— START OF Entries supplied —
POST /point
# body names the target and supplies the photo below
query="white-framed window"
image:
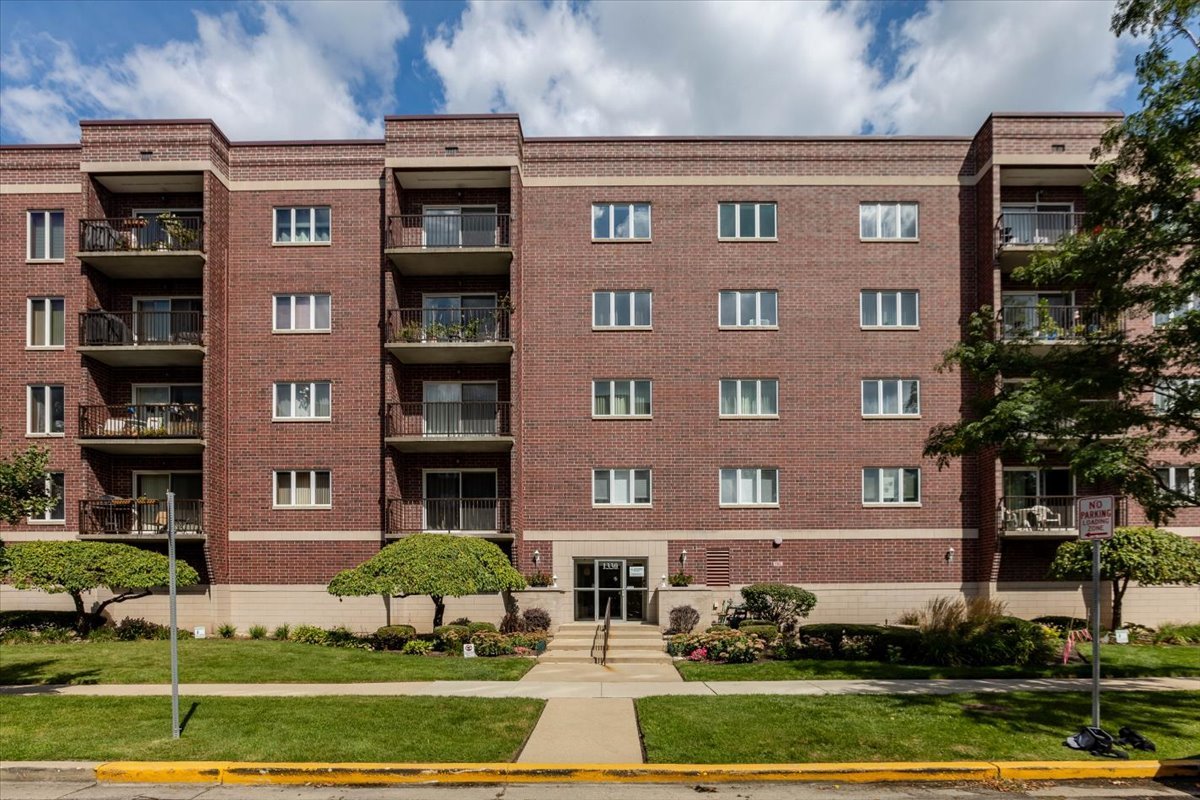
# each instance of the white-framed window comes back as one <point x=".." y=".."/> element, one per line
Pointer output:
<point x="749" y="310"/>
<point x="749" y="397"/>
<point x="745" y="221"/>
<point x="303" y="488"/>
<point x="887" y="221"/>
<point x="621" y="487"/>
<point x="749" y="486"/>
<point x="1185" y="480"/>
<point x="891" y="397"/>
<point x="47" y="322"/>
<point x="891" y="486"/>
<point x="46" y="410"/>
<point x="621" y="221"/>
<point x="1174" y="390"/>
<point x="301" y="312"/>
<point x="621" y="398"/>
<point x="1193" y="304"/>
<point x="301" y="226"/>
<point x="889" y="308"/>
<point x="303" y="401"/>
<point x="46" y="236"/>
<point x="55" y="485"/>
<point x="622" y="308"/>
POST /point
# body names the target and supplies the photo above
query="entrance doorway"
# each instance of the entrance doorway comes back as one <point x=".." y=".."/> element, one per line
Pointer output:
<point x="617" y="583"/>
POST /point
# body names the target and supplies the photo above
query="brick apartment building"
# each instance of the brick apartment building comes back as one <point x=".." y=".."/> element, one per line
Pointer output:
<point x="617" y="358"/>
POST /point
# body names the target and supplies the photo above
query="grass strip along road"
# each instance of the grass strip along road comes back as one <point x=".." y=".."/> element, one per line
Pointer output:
— END OF Entries supplied —
Prompt: Restate the whole listing above exactly, please, omitting every image.

Response below:
POST /point
# body names the target and supplies the photo below
query="white-framed window"
image:
# each instance of the white-framed window comes back as one <point x=".." y=".."/> element, one per line
Pointer output:
<point x="749" y="310"/>
<point x="749" y="397"/>
<point x="745" y="221"/>
<point x="303" y="488"/>
<point x="887" y="221"/>
<point x="621" y="487"/>
<point x="749" y="486"/>
<point x="1185" y="480"/>
<point x="891" y="397"/>
<point x="47" y="322"/>
<point x="891" y="486"/>
<point x="46" y="410"/>
<point x="621" y="221"/>
<point x="1174" y="390"/>
<point x="301" y="312"/>
<point x="621" y="398"/>
<point x="1193" y="304"/>
<point x="301" y="226"/>
<point x="889" y="308"/>
<point x="303" y="401"/>
<point x="46" y="236"/>
<point x="55" y="485"/>
<point x="622" y="308"/>
POST /point
# body names the target and supplies the photo above
query="entrance doorway"
# each instance of the entrance doorway comes back as one <point x=".." y=".."/> element, one per line
Pointer output:
<point x="617" y="583"/>
POST /point
# body names the target and supplies the photo above
query="brick apartment building"
# each instance of the brick apartment building comes back as one <point x=".." y=".."/> element, one per line
Pointer output:
<point x="617" y="358"/>
POST /point
# body names the target and supplies the photo above
query="grass strip along road"
# each instance of the grass strip along road comes back as one <point x=".." y=".."/> element, one per line
Pointer output:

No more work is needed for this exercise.